• _Given request_: Please rewrite the whole listing below without the pictures, multiplying every bounding-box coordinate in the answers by 2.45 and rounding each result to the nearest whole number, with halves rounded up. Keep all other text unchanged.

★ ★ ★ ★ ★ ★ ★

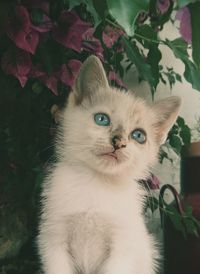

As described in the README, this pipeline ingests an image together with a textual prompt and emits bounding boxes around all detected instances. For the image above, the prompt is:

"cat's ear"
[74,55,109,103]
[153,96,181,144]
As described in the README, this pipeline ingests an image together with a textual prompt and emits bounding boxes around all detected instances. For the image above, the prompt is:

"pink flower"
[176,7,192,44]
[108,71,126,89]
[82,28,103,59]
[29,59,81,95]
[7,5,39,54]
[102,26,124,48]
[52,11,90,52]
[1,48,32,87]
[157,0,170,14]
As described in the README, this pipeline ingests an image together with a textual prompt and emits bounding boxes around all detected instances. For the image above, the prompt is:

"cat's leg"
[39,243,74,274]
[38,224,74,274]
[100,231,136,274]
[100,229,154,274]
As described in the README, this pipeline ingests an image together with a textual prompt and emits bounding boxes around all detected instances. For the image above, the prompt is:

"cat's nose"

★ ★ ★ ★ ★ ★ ★

• _The solution_:
As described in the README, this pipeline ingests an image together with a textual prompt and emits bounding boxes around all detected instances. For the image above, the prompt is:

"cat's ear"
[181,135,267,252]
[375,235,443,353]
As described in the README, this pipeline ingests an image together with a textual prompt and emits bounding boxes around all detected instances. For the image above, the prompt is:

"pink flower"
[431,17,470,108]
[265,174,309,218]
[201,69,252,145]
[71,145,198,233]
[17,12,96,132]
[250,64,304,118]
[127,27,221,127]
[2,118,78,213]
[385,0,417,34]
As described in the README, this pipeline ingests an image together with a textual prompt and emits bounding boxes around all detected instances. For the image above, the prompt is:

"cat's leg"
[96,595,181,671]
[93,549,181,671]
[245,566,333,671]
[245,561,377,671]
As described in the README, this pipeline ingests an image together with a textual prompt and emits bounding boxes around all detected instances. For the image above, the prompt is:

"cat's nose"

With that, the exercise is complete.